Natural language region descriptions
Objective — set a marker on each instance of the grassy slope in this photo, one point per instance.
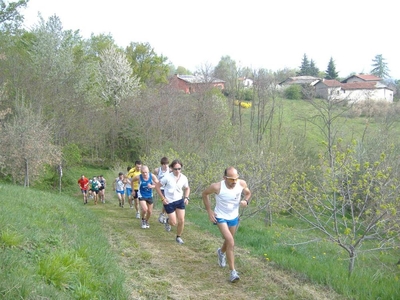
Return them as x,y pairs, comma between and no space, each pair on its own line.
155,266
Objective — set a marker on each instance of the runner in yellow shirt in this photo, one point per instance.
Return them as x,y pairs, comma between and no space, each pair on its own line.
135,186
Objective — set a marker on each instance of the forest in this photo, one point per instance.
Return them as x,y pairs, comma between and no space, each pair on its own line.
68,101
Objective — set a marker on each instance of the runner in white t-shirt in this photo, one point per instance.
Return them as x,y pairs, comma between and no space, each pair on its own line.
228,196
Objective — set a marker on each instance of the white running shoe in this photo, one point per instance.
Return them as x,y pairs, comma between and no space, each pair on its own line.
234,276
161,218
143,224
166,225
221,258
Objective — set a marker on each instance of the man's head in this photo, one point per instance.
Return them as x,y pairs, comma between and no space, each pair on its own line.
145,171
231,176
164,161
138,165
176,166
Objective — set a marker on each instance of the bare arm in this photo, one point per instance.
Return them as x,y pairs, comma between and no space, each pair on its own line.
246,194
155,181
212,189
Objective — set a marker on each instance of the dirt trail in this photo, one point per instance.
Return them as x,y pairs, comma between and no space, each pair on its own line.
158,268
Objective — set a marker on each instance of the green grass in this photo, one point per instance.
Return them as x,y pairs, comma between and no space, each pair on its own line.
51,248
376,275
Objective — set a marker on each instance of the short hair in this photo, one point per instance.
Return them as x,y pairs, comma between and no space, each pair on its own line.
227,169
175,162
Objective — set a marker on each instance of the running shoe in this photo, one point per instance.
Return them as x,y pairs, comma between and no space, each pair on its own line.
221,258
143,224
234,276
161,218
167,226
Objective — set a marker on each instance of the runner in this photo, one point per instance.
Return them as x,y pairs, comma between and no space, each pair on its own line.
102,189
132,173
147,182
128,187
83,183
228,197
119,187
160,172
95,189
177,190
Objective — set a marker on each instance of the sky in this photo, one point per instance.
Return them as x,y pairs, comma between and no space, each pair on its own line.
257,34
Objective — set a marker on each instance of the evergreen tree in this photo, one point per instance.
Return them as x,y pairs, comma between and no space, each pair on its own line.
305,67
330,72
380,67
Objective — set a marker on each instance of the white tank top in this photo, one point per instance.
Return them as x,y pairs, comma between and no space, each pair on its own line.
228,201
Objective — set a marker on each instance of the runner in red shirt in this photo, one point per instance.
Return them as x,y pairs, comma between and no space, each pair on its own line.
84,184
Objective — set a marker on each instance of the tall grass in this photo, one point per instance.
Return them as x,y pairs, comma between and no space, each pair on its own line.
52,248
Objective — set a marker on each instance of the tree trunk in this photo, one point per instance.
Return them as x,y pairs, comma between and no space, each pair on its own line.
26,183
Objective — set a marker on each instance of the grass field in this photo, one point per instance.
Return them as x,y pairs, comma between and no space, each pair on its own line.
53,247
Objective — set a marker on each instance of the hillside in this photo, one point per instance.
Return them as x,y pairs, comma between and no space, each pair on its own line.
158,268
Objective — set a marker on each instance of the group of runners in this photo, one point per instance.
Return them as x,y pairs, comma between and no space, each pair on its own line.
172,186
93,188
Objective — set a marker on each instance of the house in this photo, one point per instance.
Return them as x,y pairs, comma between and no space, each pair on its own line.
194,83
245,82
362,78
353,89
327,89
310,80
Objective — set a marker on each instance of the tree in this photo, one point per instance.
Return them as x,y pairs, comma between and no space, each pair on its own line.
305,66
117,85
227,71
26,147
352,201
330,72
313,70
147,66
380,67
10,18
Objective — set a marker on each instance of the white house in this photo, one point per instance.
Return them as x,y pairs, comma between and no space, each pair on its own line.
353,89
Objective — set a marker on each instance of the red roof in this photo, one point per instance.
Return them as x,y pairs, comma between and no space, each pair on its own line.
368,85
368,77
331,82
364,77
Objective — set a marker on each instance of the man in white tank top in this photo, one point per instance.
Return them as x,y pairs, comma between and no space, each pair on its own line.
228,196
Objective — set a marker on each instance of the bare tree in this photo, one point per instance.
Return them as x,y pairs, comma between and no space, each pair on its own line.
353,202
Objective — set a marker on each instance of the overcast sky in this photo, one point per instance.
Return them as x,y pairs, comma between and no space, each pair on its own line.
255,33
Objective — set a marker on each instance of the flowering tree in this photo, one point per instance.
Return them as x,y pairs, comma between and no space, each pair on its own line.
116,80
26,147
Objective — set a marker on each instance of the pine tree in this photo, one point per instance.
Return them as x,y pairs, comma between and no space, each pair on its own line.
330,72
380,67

What is required: In the entries above, tally the lines containing the word "shirt" and return only the tally.

The completed task: 3